* **TO BE DONE**: Copy out every line of the records below without changing anything.

[Excerpts from a location annotation dataset]
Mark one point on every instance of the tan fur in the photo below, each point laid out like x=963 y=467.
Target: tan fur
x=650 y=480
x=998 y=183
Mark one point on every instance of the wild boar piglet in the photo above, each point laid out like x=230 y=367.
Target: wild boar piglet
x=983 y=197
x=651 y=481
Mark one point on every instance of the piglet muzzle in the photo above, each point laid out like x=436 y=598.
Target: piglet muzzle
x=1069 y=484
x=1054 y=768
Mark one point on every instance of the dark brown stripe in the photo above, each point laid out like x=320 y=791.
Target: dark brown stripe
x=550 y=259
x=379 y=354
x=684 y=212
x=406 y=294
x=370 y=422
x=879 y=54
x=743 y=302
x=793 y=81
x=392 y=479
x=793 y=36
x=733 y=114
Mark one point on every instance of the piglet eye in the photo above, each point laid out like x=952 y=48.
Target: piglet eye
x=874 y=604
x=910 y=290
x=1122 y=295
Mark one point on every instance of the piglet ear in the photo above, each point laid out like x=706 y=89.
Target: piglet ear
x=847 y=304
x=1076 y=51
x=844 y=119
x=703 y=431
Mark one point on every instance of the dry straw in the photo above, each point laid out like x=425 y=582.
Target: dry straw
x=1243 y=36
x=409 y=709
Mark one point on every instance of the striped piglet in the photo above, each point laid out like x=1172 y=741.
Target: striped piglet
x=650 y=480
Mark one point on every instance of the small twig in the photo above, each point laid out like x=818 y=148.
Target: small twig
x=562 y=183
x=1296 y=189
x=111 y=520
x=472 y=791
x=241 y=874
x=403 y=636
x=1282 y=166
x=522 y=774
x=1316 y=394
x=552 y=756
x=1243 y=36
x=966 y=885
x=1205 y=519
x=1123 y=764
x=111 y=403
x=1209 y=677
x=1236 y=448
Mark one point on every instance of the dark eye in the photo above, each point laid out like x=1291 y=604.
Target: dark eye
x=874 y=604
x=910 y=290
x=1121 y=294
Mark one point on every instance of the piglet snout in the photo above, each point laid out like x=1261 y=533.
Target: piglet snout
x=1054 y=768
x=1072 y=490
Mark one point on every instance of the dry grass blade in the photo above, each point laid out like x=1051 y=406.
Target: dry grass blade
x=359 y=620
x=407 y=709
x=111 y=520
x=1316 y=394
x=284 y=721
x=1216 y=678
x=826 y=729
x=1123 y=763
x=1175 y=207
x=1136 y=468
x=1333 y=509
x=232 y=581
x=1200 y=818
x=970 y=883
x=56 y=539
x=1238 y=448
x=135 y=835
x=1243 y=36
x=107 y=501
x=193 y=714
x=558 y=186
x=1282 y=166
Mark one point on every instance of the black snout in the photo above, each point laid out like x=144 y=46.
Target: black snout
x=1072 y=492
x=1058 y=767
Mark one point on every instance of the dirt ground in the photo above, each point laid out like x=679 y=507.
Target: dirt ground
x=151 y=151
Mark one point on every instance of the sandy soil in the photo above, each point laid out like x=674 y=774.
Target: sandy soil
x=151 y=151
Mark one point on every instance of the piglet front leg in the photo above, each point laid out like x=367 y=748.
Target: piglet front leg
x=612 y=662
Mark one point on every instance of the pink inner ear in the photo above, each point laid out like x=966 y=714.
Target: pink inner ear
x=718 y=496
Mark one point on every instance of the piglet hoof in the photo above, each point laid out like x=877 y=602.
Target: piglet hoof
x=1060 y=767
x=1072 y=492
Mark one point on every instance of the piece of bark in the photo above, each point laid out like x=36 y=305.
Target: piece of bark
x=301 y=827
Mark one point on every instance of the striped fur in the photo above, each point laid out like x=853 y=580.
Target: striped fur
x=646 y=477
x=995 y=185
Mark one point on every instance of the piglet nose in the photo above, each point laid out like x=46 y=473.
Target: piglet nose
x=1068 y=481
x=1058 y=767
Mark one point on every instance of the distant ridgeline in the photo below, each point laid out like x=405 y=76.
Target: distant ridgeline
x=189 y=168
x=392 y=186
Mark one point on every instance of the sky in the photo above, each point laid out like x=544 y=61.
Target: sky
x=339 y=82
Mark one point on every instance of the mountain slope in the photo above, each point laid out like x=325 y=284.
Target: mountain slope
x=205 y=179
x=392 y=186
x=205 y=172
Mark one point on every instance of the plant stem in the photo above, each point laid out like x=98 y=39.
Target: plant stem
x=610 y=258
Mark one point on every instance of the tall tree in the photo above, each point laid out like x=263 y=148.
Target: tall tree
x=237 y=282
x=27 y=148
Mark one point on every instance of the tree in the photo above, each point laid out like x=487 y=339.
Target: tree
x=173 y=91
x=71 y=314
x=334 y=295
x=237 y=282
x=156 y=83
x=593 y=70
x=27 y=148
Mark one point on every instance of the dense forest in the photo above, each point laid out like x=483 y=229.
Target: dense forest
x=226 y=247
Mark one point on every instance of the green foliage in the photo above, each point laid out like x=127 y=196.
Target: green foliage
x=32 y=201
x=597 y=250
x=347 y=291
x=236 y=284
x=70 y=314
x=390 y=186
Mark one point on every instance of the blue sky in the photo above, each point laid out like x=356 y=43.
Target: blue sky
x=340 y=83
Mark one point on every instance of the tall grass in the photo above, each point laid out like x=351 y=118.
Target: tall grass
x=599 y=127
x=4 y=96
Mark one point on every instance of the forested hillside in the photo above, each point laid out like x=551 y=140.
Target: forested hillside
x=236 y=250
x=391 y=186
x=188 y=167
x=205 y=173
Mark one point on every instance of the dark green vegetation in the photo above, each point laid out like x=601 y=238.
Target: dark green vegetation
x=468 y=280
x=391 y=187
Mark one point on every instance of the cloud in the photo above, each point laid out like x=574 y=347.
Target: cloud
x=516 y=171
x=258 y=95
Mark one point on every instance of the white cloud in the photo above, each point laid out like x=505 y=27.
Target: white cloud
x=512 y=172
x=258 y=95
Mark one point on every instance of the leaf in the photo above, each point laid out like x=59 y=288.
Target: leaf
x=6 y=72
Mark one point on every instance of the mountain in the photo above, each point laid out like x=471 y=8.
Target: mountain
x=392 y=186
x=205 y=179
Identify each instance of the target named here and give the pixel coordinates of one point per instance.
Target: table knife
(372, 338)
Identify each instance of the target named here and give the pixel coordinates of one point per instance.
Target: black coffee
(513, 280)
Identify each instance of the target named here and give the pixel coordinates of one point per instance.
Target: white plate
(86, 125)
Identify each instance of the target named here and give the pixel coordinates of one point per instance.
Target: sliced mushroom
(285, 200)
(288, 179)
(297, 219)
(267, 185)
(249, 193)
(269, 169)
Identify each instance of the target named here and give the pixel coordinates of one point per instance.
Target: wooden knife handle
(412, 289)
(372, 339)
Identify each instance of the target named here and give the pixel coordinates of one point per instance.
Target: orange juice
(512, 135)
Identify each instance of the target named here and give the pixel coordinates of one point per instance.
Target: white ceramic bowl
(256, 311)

* **TASK OUTPUT**:
Mark one point on every instance of the tan fur in the photo below, each point laid out like x=963 y=467.
Target: tan fur
x=650 y=480
x=998 y=183
Mark one point on every instance of the wild boar piglet in the photo above, each point laid out like x=230 y=367.
Target: wild boar piglet
x=983 y=197
x=651 y=481
Mark one point on every instance of the piglet muzzle in the photo above, each point laid out like x=436 y=598.
Target: piglet muzzle
x=1069 y=484
x=1054 y=768
Mark one point on every instance of the dark brown stripe in the photo above, each point laid out like x=320 y=791.
Target: dark brown stripe
x=550 y=259
x=379 y=354
x=684 y=212
x=406 y=294
x=370 y=422
x=879 y=54
x=743 y=302
x=793 y=81
x=392 y=479
x=793 y=36
x=733 y=114
Mark one point on every instance of the piglet eye in the photo above, each point laid out like x=952 y=48.
Target: piglet eye
x=874 y=604
x=910 y=290
x=1122 y=295
Mark one point on every instance of the piglet ear in the photo above, each point laid out like x=706 y=89.
Target: piglet ear
x=847 y=304
x=1076 y=51
x=844 y=119
x=703 y=431
Mark one point on every instance of the dry straw in the photo above, each point laid out like x=425 y=582.
Target: dry straw
x=1243 y=36
x=409 y=709
Mark one point on every instance of the striped piglet in the photo above, each point laid out like x=1172 y=741.
Target: striped piglet
x=650 y=480
Mark one point on every instance of the small twig in the photo above, each point laid out like x=818 y=148.
Target: small twig
x=562 y=183
x=1296 y=189
x=111 y=520
x=472 y=791
x=241 y=874
x=403 y=636
x=1282 y=166
x=522 y=774
x=1316 y=394
x=552 y=756
x=1243 y=36
x=966 y=885
x=1205 y=519
x=1123 y=764
x=111 y=403
x=1209 y=677
x=1236 y=448
Mark one point on every instance of the dark eye in the photo above, each point laid out like x=1291 y=604.
Target: dark eye
x=874 y=604
x=910 y=290
x=1121 y=294
Mark one point on every instance of the piglet snout in the photo above, each point laid out like x=1261 y=533.
Target: piglet snout
x=1054 y=768
x=1072 y=490
Mark one point on every instance of the dry grass blade in the photo above, each point laid out like x=1051 y=406.
Target: dry grass blade
x=359 y=620
x=407 y=709
x=111 y=520
x=1316 y=394
x=284 y=721
x=1216 y=678
x=826 y=729
x=1123 y=763
x=1175 y=207
x=1136 y=468
x=1333 y=509
x=232 y=581
x=1200 y=818
x=970 y=883
x=56 y=539
x=1238 y=448
x=135 y=835
x=1243 y=36
x=107 y=501
x=193 y=714
x=558 y=186
x=1282 y=166
Mark one point on every instance of the black snout in the photo above, each point laid out like x=144 y=46.
Target: black snout
x=1072 y=492
x=1058 y=767
Mark one point on every instance of the dirt ground in the photo above, each point laid out like x=679 y=507.
Target: dirt ground
x=151 y=151
Mark one point on every instance of the sandy soil in the photo above, each point laid out like x=674 y=774.
Target: sandy soil
x=151 y=151
Mark one point on every instance of the piglet front leg in the photo above, each point laid out like x=367 y=748.
Target: piglet front leg
x=612 y=662
Mark one point on every instance of the pink inner ear in the photo above, each point laid out like x=966 y=714.
Target: pink inner ear
x=718 y=496
Mark one point on every instance of the piglet hoof in the photo above, each point laid out like x=877 y=602.
Target: piglet hoof
x=1060 y=767
x=1072 y=492
Mark one point on every instance of the piece of bark in the photo above, each point laid out like x=36 y=305.
Target: piece of bark
x=301 y=827
Mark one point on every instance of the striped fur in the photo above, each point laid out like x=853 y=580.
Target: striped fur
x=646 y=477
x=995 y=185
Mark one point on every instance of the piglet nose in the photo above, each point laid out like x=46 y=473.
Target: piglet nose
x=1068 y=481
x=1058 y=767
Mark one point on every instance of the distant ridgeline in the photo below, each point laid out like x=405 y=76.
Target: distant ridgeline
x=189 y=168
x=392 y=186
Mark one point on every instance of the sky in the photo above, each point laid out like x=544 y=61.
Target: sky
x=339 y=82
Mark one point on every instance of the mountain slope in the photo above, each point laid out like x=325 y=284.
Target: mountain slope
x=205 y=179
x=392 y=186
x=205 y=172
Mark one point on every instance of the plant stem in the photo above, each point laid out like x=98 y=39.
Target: plant stem
x=610 y=258
Mark one point on every instance of the tall tree in the photo above, each point laid out like x=263 y=148.
Target: tall tree
x=237 y=282
x=27 y=148
Mark one point on every instance of the tree in the photo above, each point laid out like x=487 y=339.
Target: tree
x=173 y=91
x=71 y=314
x=334 y=295
x=237 y=282
x=156 y=83
x=593 y=70
x=27 y=148
Mark one point on every instance of the dense forest in the photo above, each point laid out like x=483 y=229.
Target: dense forest
x=226 y=247
Mark one point on every instance of the green foliage in the photo above, each point laid out like x=127 y=196.
Target: green foliage
x=32 y=201
x=597 y=250
x=347 y=291
x=236 y=284
x=70 y=314
x=390 y=186
Mark one point on every instance of the blue sky in the photo above, each point laid out like x=356 y=43.
Target: blue sky
x=340 y=83
Mark one point on every instance of the tall grass in the photo above, each point laid out like x=351 y=118.
Target: tall grass
x=599 y=127
x=4 y=96
Mark one point on every instance of the forested hillside in the photo above, each point laid out like x=551 y=140.
Target: forested hillside
x=236 y=250
x=391 y=186
x=188 y=167
x=205 y=173
Mark one point on every instance of the dark green vegetation in the photo above, each point laid out like x=601 y=238.
Target: dark green vegetation
x=468 y=280
x=391 y=187
Mark one point on every instance of the cloud in the photo above, each point laid out like x=574 y=347.
Target: cloud
x=516 y=171
x=258 y=95
Mark one point on every instance of the white cloud in the photo above, each point laid out like x=505 y=27.
Target: white cloud
x=512 y=172
x=258 y=95
Mark one point on every instance of the leaf in the photo above, each point laid out like x=59 y=288.
Target: leaf
x=6 y=72
Mark one point on every instance of the mountain in the photo above, each point laid out like x=471 y=8.
Target: mountain
x=392 y=186
x=205 y=179
Identify each instance of the target named here and give the pixel coordinates of one point per instance.
Target: table knife
(372, 338)
Identify each instance of the target named here and give the pixel coordinates of one point per instance.
Target: black coffee
(513, 280)
Identify each instance of the target named here and give the pixel coordinates of one point per instance.
Target: white plate
(86, 125)
Identify each instance of the target named here and give the pixel coordinates of one point per instance.
Target: sliced mushroom
(285, 200)
(288, 179)
(297, 219)
(267, 185)
(249, 193)
(269, 169)
Identify each instance of the target named here and give the pixel coordinates of one point per instance.
Target: wooden knife handle
(412, 289)
(372, 339)
Identify each instance of the target named here and give the pixel coordinates of one point per instance.
Target: orange juice
(512, 135)
Identify each instance of the target named here and give the pixel coordinates of one point per instance.
Target: white ceramic bowl
(256, 311)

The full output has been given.